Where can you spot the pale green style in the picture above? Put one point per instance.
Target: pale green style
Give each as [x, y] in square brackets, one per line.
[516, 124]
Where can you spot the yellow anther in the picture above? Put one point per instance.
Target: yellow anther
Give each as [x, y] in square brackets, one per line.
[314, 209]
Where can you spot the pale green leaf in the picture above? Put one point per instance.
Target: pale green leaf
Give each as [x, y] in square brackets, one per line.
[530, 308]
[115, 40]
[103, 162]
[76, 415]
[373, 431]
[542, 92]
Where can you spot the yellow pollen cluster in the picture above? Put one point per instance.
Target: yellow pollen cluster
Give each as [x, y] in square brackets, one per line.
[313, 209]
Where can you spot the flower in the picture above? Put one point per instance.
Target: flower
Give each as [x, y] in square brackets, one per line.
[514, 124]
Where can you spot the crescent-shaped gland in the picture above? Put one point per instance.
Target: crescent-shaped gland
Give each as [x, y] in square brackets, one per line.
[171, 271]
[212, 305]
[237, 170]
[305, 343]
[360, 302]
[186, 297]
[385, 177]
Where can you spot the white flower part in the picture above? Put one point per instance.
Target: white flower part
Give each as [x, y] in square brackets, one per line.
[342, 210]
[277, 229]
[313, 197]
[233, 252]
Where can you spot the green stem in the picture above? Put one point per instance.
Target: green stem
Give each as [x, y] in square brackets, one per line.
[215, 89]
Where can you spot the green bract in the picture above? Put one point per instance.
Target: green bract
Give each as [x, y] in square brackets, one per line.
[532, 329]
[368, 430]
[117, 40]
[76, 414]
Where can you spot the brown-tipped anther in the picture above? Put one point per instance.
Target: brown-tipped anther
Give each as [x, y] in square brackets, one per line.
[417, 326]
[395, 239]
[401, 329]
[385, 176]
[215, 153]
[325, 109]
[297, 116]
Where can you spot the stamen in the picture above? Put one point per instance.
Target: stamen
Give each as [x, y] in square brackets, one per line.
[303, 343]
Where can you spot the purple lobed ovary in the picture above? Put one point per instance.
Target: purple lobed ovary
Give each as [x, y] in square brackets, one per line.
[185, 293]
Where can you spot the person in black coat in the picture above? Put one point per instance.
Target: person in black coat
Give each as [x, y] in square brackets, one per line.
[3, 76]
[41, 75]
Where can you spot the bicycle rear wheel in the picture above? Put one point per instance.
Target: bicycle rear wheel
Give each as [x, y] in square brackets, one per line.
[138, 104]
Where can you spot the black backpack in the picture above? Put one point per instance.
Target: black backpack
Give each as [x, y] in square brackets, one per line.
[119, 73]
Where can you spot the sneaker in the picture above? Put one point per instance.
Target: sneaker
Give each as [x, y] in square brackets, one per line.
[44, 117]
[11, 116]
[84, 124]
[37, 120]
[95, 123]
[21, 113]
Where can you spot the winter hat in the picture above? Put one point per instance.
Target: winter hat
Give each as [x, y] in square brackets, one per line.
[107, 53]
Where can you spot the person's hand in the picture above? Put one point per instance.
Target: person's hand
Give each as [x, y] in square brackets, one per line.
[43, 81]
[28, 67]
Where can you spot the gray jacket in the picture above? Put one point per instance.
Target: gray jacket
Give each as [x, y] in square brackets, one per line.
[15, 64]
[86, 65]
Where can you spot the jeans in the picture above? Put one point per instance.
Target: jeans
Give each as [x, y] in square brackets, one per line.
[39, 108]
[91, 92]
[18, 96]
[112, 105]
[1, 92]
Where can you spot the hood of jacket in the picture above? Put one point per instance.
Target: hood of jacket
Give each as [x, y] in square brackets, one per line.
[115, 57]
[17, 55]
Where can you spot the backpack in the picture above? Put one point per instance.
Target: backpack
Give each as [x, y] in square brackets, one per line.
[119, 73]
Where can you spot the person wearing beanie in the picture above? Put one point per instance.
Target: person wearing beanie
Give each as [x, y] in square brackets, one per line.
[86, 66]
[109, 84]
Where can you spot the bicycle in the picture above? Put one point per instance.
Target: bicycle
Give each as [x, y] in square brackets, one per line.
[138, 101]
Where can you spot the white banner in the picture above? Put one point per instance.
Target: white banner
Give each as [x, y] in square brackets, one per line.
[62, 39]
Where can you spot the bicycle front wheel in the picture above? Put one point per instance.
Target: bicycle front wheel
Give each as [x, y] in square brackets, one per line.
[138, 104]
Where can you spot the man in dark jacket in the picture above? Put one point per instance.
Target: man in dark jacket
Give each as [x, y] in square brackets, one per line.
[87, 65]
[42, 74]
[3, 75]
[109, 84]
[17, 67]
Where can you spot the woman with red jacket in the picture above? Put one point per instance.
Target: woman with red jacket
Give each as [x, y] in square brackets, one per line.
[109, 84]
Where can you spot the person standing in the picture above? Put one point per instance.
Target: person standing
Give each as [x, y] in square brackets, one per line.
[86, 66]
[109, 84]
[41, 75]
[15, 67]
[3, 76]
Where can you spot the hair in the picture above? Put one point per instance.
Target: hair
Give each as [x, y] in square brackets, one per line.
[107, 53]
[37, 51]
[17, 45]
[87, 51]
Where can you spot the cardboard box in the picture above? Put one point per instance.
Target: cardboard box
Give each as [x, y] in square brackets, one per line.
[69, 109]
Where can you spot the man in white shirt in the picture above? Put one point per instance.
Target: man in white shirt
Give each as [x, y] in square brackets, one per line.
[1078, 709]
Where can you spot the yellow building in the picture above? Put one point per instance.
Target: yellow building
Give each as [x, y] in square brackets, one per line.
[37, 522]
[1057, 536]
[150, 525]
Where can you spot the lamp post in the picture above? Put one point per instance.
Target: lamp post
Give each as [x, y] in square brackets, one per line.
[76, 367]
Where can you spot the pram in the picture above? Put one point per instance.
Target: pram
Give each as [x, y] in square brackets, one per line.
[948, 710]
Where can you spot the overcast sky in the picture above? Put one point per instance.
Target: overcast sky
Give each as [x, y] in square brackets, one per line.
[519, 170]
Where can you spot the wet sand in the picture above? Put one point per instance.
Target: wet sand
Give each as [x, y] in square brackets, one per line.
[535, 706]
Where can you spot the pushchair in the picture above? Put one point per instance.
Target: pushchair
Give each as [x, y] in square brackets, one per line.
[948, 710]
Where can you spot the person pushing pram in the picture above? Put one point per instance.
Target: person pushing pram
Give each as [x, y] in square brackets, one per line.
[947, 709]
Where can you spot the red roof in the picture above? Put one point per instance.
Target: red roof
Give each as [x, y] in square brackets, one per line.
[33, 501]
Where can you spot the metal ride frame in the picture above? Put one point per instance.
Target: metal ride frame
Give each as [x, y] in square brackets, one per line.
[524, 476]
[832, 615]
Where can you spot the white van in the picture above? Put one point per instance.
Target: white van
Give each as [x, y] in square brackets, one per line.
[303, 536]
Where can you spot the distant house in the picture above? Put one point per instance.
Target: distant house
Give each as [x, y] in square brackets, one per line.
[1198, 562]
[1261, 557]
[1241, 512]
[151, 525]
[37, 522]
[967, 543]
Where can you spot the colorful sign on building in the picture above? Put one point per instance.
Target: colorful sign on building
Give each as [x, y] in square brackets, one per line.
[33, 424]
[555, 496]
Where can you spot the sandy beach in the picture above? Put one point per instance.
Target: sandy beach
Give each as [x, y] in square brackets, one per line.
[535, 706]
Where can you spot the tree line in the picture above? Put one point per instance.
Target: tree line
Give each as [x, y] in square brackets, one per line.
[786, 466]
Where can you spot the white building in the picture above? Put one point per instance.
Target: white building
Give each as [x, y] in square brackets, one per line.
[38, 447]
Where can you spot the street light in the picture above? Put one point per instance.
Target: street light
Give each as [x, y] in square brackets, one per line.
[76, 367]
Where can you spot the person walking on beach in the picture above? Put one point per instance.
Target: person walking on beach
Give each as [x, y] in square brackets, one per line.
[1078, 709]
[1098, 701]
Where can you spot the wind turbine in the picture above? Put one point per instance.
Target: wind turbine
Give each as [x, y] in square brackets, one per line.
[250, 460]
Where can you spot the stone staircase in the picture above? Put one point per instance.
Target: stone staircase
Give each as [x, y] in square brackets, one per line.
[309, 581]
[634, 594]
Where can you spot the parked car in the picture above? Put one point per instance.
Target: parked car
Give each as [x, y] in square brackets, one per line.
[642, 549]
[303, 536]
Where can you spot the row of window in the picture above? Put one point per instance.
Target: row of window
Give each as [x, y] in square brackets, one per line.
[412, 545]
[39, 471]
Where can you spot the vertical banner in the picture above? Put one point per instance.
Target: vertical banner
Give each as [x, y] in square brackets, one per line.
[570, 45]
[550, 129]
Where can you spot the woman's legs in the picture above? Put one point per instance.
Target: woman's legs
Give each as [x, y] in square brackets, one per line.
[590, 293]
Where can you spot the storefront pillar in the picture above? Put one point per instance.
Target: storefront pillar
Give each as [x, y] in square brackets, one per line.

++++++++++++++++++++

Instruction = Give back exactly the lines from the line holding "Where can you spot the parked" through the last line of the listing, including both.

Solution to this problem =
Where can you spot the parked car in the picture above? Put one point per instance.
Target: parked car
Give each as [x, y] in square brackets, one per line.
[642, 549]
[303, 536]
Where can you spot the row of window in the picture above? Put one point per instance.
Target: row of window
Give each as [x, y] in square brackets, one per line.
[412, 545]
[39, 471]
Where can you spot the vertical banner in the picture above? Put one point per instance.
Target: vertical banner
Give each as [x, y] in square brackets, one per line.
[570, 45]
[550, 129]
Where can you spot the woman's legs in the picture above? Put one point per instance.
Target: woman's legs
Give each as [x, y] in square brackets, one per line.
[590, 293]
Where can you spot the storefront pillar in the picture above? Put one point per instance.
Target: storefront pillar
Give each as [x, y] in square brackets, one per line.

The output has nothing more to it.